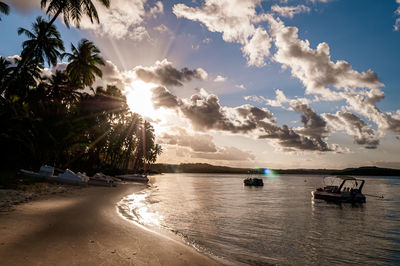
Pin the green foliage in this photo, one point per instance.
(83, 63)
(4, 8)
(51, 120)
(44, 42)
(73, 10)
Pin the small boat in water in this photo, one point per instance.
(134, 177)
(253, 181)
(101, 179)
(341, 189)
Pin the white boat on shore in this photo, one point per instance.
(134, 177)
(100, 179)
(46, 173)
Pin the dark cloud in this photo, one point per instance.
(292, 141)
(165, 74)
(314, 124)
(196, 142)
(225, 154)
(362, 133)
(206, 113)
(163, 98)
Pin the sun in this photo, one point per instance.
(139, 98)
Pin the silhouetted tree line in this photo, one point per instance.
(60, 119)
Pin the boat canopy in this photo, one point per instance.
(346, 177)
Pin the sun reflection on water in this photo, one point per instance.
(135, 207)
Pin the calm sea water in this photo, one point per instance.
(276, 224)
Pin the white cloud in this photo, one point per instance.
(220, 78)
(257, 48)
(290, 11)
(235, 19)
(124, 19)
(241, 86)
(161, 28)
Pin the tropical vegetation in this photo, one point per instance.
(55, 116)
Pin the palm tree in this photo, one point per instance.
(44, 42)
(83, 61)
(72, 10)
(60, 89)
(4, 70)
(4, 8)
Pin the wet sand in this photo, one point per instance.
(83, 228)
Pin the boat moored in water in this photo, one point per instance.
(253, 181)
(134, 177)
(341, 189)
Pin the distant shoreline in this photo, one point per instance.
(214, 169)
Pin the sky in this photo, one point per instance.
(250, 83)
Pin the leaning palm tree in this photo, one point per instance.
(4, 69)
(83, 63)
(44, 42)
(72, 10)
(4, 8)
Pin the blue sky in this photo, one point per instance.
(257, 49)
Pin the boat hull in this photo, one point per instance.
(256, 182)
(134, 177)
(339, 197)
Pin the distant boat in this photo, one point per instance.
(100, 179)
(253, 181)
(341, 189)
(134, 177)
(46, 173)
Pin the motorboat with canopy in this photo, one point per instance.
(341, 189)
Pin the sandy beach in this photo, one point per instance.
(82, 227)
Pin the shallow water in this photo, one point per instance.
(276, 224)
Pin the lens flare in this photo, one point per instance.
(270, 173)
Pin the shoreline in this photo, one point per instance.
(84, 227)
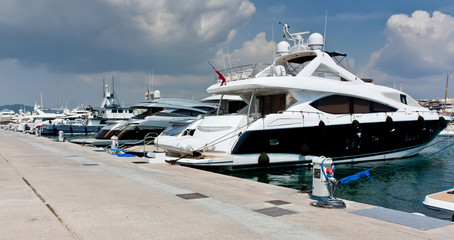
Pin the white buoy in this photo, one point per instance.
(322, 175)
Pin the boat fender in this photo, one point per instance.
(264, 159)
(443, 123)
(421, 123)
(356, 128)
(390, 124)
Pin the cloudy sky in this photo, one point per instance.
(165, 44)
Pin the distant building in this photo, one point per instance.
(438, 104)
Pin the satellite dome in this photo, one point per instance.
(283, 48)
(315, 41)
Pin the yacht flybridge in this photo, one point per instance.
(301, 106)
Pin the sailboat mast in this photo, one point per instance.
(446, 93)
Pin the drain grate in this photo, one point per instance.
(277, 202)
(274, 211)
(189, 196)
(90, 164)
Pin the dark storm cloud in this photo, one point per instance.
(112, 35)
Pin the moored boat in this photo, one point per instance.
(301, 106)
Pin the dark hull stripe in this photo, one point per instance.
(341, 141)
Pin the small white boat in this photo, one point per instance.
(6, 115)
(303, 105)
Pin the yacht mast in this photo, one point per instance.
(446, 93)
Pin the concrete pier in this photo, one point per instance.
(60, 190)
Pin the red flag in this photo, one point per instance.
(220, 76)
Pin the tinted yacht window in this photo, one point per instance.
(347, 105)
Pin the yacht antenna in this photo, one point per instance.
(223, 58)
(228, 55)
(324, 33)
(152, 87)
(56, 77)
(446, 93)
(272, 36)
(42, 105)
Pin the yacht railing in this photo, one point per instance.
(244, 72)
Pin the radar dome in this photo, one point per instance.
(315, 41)
(283, 48)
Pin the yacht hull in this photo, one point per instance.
(345, 143)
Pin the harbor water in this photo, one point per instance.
(403, 185)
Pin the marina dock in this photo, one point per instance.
(61, 190)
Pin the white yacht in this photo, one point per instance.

# [Problem details]
Quote in full the listing given above; the images are to be left out.

# [Completed task]
Pin the green foliage in this photo, one point per instance.
(83, 63)
(4, 8)
(51, 120)
(44, 42)
(73, 10)
Pin the small boat in water in this photo, one point per instance.
(134, 177)
(253, 181)
(101, 179)
(341, 189)
Pin the white boat on shore in this photo, one point per instance.
(134, 177)
(100, 179)
(46, 173)
Pin the dark cloud in this photo, one point per instance.
(292, 141)
(165, 74)
(314, 124)
(196, 142)
(225, 154)
(362, 133)
(206, 113)
(163, 98)
Pin the sun in this photo, one point per instance.
(139, 98)
Pin the silhouetted tree line in this photo, one point per instance.
(60, 119)
Pin the boat canopy in this photo, one point per instance.
(346, 177)
Pin the sun reflection on water in this photo, one point per instance.
(135, 207)
Pin the calm sea water in this photo, one point per instance.
(276, 224)
Pin the white cloud in this photo, one point per instance.
(220, 78)
(257, 48)
(290, 11)
(235, 19)
(124, 19)
(241, 86)
(161, 28)
Pin the tropical vegetation in this photo, one point per instance.
(55, 116)
Pin the palm tree in this photo, one point per instance.
(44, 42)
(83, 61)
(72, 10)
(60, 89)
(4, 70)
(4, 8)
Pin the wet sand in this photo, one point per instance.
(83, 228)
Pin the boat moored in water in this photo, one point per instance.
(253, 181)
(134, 177)
(341, 189)
Pin the distant shoreline in this photo, one point per instance.
(214, 169)
Pin the sky in this photo, one point per instance.
(250, 83)
Pin the leaning palm tree in this photo, one point per instance.
(4, 69)
(83, 63)
(44, 42)
(72, 10)
(4, 8)
Pin the blue sky in this photo, one point per instance.
(257, 49)
Pin the boat hull in this photo, one point per instance.
(256, 182)
(134, 177)
(339, 197)
Pin the distant boat in this photo, one point per instance.
(100, 179)
(253, 181)
(341, 189)
(134, 177)
(46, 173)
Pin the motorboat with canopy in this photo, one point per instance.
(341, 189)
Pin the sandy beach in this photo, one point per instance.
(82, 227)
Pin the shallow water in this photo, one point per instance.
(276, 224)
Pin the lens flare in this photo, one point per instance.
(270, 173)
Pin the shoreline in this photo, one point per instance.
(84, 227)
Pin the white buoy in this photo, one point per instance.
(322, 175)
Pin the boat fender in this photo, one point per instance.
(264, 159)
(443, 123)
(421, 123)
(356, 128)
(390, 124)
Pin the cloudy sky in this photo, one point per instance.
(165, 44)
Pin the distant building in this photo, one point per instance.
(438, 104)
Pin the satellite dome in this photo, one point per instance.
(283, 48)
(315, 41)
Pin the yacht flybridge in this photo, one point per instance.
(301, 106)
Pin the sailboat mast in this photo, one point per instance.
(446, 93)
Pin the drain grate in this photo, one point per instance.
(277, 202)
(274, 211)
(189, 196)
(90, 164)
Pin the dark storm cloud in this photo, one point per instance.
(112, 35)
Pin the moored boat in this photo, one point per instance.
(301, 106)
Pin the dark hull stripe in this photo, one point per instance.
(341, 141)
Pin the small white boat in this photo, one point per instance.
(6, 115)
(303, 105)
Pin the yacht mast in this photo, one point per instance.
(446, 93)
Pin the concrete pier in this photo, one point per instance.
(60, 190)
Pin the red flag in this photo, one point per instance.
(220, 76)
Pin the tinted yacht window in this photo, one point per instance.
(347, 105)
Pin the yacht antenna in this photo, one point per instance.
(223, 58)
(228, 55)
(324, 33)
(152, 87)
(56, 77)
(446, 93)
(272, 36)
(42, 105)
Pin the yacht railing in this photo, one point per instance.
(244, 72)
Pin the radar dome in this photo, one point per instance.
(315, 41)
(283, 48)
Pin the yacht hull in this photo, one point per instance.
(345, 143)
Pin the harbor water in this photo, one point per instance.
(403, 185)
Pin the marina dock in this photo, one point per instance.
(61, 190)
Pin the white yacht in this photo, one point per instance.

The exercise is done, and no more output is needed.